- _Problem requirements_:
The records that follow are to be given again exactly. Do not carry over any image.

[Given entries]

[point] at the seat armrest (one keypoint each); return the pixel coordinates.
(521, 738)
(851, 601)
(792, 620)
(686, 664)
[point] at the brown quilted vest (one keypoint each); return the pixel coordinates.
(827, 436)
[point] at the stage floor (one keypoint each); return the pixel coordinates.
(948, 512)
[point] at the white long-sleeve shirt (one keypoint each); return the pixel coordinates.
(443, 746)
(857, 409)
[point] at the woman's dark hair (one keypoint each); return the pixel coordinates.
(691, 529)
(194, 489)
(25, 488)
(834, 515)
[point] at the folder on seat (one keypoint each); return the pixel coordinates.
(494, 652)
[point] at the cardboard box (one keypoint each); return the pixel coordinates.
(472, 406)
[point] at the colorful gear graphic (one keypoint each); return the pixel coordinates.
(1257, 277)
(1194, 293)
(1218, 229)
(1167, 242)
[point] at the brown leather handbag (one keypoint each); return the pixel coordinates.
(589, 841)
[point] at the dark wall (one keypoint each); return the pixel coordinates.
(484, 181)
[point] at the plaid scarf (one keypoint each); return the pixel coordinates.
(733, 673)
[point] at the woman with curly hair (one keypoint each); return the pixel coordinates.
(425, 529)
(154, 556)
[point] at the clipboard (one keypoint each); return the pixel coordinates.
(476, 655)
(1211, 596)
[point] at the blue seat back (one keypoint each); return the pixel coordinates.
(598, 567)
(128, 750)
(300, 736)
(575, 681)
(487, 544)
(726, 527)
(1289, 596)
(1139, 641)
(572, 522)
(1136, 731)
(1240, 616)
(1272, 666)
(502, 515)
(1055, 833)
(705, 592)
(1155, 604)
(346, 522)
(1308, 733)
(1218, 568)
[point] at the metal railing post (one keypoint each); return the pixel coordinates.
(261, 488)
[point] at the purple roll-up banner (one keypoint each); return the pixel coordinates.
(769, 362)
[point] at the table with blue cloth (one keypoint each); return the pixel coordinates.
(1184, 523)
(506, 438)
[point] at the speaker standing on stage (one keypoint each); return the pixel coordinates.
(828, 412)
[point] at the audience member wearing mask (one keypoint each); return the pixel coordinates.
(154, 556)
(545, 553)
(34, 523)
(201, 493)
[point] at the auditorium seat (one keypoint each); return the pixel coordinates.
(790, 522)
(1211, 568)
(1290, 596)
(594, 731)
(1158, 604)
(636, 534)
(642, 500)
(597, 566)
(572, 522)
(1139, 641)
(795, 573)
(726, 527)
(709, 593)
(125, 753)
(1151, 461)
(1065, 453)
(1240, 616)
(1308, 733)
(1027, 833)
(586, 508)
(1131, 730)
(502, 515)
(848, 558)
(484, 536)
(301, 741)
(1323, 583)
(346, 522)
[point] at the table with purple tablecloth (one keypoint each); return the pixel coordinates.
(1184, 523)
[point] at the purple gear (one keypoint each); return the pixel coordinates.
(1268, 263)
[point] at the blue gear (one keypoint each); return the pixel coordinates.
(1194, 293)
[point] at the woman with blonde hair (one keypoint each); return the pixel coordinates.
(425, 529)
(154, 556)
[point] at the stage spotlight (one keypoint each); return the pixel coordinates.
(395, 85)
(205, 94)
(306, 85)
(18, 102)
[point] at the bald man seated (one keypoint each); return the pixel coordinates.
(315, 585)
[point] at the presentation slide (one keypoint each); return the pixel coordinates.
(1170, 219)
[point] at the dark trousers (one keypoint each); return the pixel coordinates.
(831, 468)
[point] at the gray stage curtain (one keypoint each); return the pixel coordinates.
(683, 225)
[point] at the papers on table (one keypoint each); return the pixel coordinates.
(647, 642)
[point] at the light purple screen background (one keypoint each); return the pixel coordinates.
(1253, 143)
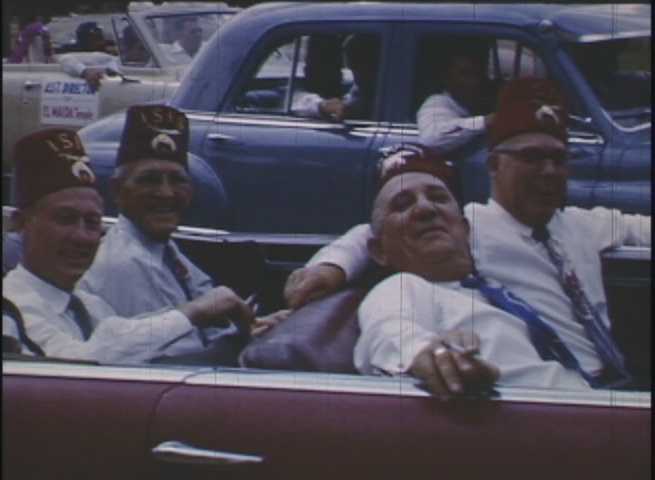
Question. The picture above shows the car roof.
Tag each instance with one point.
(575, 22)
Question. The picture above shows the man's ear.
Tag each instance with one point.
(114, 188)
(376, 251)
(467, 225)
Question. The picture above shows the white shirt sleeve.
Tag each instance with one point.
(114, 340)
(350, 252)
(440, 124)
(395, 325)
(306, 104)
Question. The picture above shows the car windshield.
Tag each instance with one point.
(180, 37)
(619, 72)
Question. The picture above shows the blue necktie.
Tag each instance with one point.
(81, 316)
(543, 337)
(584, 311)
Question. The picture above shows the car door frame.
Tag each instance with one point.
(350, 131)
(294, 423)
(587, 142)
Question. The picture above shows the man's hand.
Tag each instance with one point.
(93, 77)
(447, 372)
(264, 324)
(217, 307)
(332, 109)
(311, 283)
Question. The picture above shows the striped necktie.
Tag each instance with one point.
(182, 275)
(583, 309)
(543, 337)
(80, 315)
(179, 270)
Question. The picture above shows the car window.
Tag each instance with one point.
(298, 74)
(131, 47)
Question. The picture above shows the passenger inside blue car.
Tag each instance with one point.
(361, 54)
(462, 111)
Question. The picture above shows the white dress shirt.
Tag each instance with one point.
(50, 324)
(404, 313)
(75, 63)
(504, 251)
(444, 123)
(129, 273)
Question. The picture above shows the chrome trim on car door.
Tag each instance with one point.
(178, 452)
(314, 382)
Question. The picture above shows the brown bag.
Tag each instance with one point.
(319, 337)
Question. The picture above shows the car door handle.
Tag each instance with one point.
(219, 137)
(178, 452)
(28, 85)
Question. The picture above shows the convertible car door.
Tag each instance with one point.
(76, 422)
(263, 425)
(310, 174)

[/Given entries]

- _Response area_:
[point] at the seat armrest (one keypoint each); return the pixel coordinates.
(521, 738)
(851, 601)
(792, 620)
(686, 664)
[point] at the brown quilted vest (one keypoint each); return the pixel coordinates.
(827, 436)
[point] at the stage floor (one keypoint each); return the pixel coordinates.
(948, 512)
[point] at the white long-sleeve shirt (one keypoint each); return the pixel coordinates.
(443, 746)
(857, 409)
[point] at the woman's dark hair (one keypoint each); return the pixel coordinates.
(691, 529)
(194, 489)
(25, 488)
(834, 515)
[point] at the folder on seat (one keypoint each); return the pixel coordinates.
(494, 652)
[point] at the cardboard box (one keypoint each); return the pixel coordinates.
(472, 406)
[point] at the colorful gear graphic (one keypoint each); return the pixel coordinates.
(1257, 277)
(1194, 293)
(1218, 229)
(1167, 242)
[point] at the brown leather handbag (one keypoint each); return the pixel coordinates.
(589, 841)
[point] at the dark wall (one keypoint each); return the pixel coordinates.
(484, 181)
[point] at the plaid scarf (one keypoint each); return the pixel coordinates.
(733, 673)
[point] at the woman with curly hair (one keypoint each); return the pixel coordinates.
(425, 529)
(154, 556)
[point] at the clipboard (one keypoint each); return the pixel coordinates.
(476, 655)
(1211, 596)
[point] at the blue seat back (one keypoint each); return the pixel coordinates.
(598, 567)
(128, 750)
(300, 736)
(575, 681)
(487, 544)
(726, 527)
(1289, 596)
(1139, 641)
(572, 522)
(1136, 731)
(1240, 616)
(1272, 666)
(502, 515)
(1055, 833)
(705, 592)
(1155, 604)
(346, 522)
(1308, 733)
(1218, 568)
[point] at the metal railing post (one keypoint each); return the pixel coordinates.
(261, 488)
[point] at the purple roll-up banner (one keypoint each); return the pixel coordinates.
(769, 362)
[point] at the table with blue cloth (one keypoint each); return the pixel coordinates.
(1184, 523)
(506, 438)
[point] at the speaker standing on stage (one keypoint each); return the pixel coordinates.
(828, 412)
[point] at the audience member wearing mask (one keypoint each); return the pixel coordinates.
(154, 556)
(545, 553)
(34, 523)
(201, 493)
[point] at the auditorium seat (one keypoint each); return the pixel coordinates.
(790, 522)
(1211, 568)
(1290, 596)
(594, 731)
(1158, 604)
(636, 534)
(642, 500)
(597, 566)
(572, 522)
(1139, 641)
(795, 573)
(726, 527)
(709, 593)
(125, 753)
(1151, 461)
(1065, 453)
(1240, 616)
(1308, 733)
(1027, 833)
(586, 508)
(1131, 730)
(502, 515)
(848, 558)
(484, 536)
(301, 741)
(1323, 583)
(346, 522)
[point] at the table with purple tablecloth (one keypoint each); return the pixel coordinates.
(1184, 523)
[point] at the purple gear (one keypoint each); return the pixel coordinates.
(1268, 263)
[point] at the blue gear (one keypoint each); return the pixel coordinates.
(1194, 293)
[point] at the woman with blonde hair (one keypoint each); return the pixel coordinates.
(425, 529)
(154, 556)
[point] at the stage spotlight (one keypoint each); return the pixel coordinates.
(395, 85)
(205, 94)
(306, 85)
(18, 102)
[point] at the bald man seated (one keypoint each); return the pixel coordinates.
(315, 585)
[point] at the presentation slide (one keypoint each); return the pixel coordinates.
(1170, 219)
[point] at the dark trousers (one keypoint each); return the pixel coordinates.
(831, 468)
[point] at the gray stage curtain (one keypoint each); return the pixel coordinates.
(683, 225)
[point] at the papers on table (one keypoint each); return the pixel coordinates.
(647, 642)
[point] at the light purple screen background (one keypoint each); return the pixel coordinates.
(1253, 143)
Question. The picture above shows the car roof.
Tag each instance with one point.
(575, 22)
Question. The picture above shows the man's ear.
Tag each instance with one point.
(114, 188)
(376, 251)
(467, 225)
Question. The picture above shows the white shirt sleeve.
Tag each instance with one point.
(114, 340)
(350, 252)
(440, 124)
(395, 325)
(306, 104)
Question. The picture above shows the car windshield.
Tag each instance with one point.
(180, 37)
(619, 72)
Question. The picture above shows the blue necktie.
Tag each instance with one point.
(81, 316)
(543, 337)
(584, 311)
Question. The picture above shows the car door frame.
Tag each instance with one point.
(350, 131)
(294, 423)
(587, 142)
Question. The picture above shows the man's hand.
Tag each instance with one point.
(93, 77)
(447, 372)
(264, 324)
(217, 307)
(332, 109)
(311, 283)
Question. The picture above shows the striped necktie.
Tag each instance with one point.
(182, 275)
(583, 309)
(543, 337)
(80, 315)
(179, 270)
Question. The picture above shows the car window.
Tag each instance with one point.
(298, 74)
(131, 47)
Question. The picture above shows the passenger inside blue car.
Tag each instance with one point.
(361, 54)
(462, 111)
Question. The picture above shows the white dress shirt.
Tag each instance with one point.
(50, 324)
(404, 313)
(75, 63)
(504, 251)
(444, 123)
(129, 273)
Question. The picture above shows the chrome trim on car door.
Tag each instance with one point.
(178, 452)
(314, 382)
Question. The picture above shows the brown bag.
Tag each instance with one point.
(319, 337)
Question. The picture above shows the car door handle.
Tag each instance with one point.
(219, 137)
(178, 452)
(28, 85)
Question. The picture above shows the convertible car door.
Tag each instance with one point.
(76, 422)
(263, 425)
(310, 174)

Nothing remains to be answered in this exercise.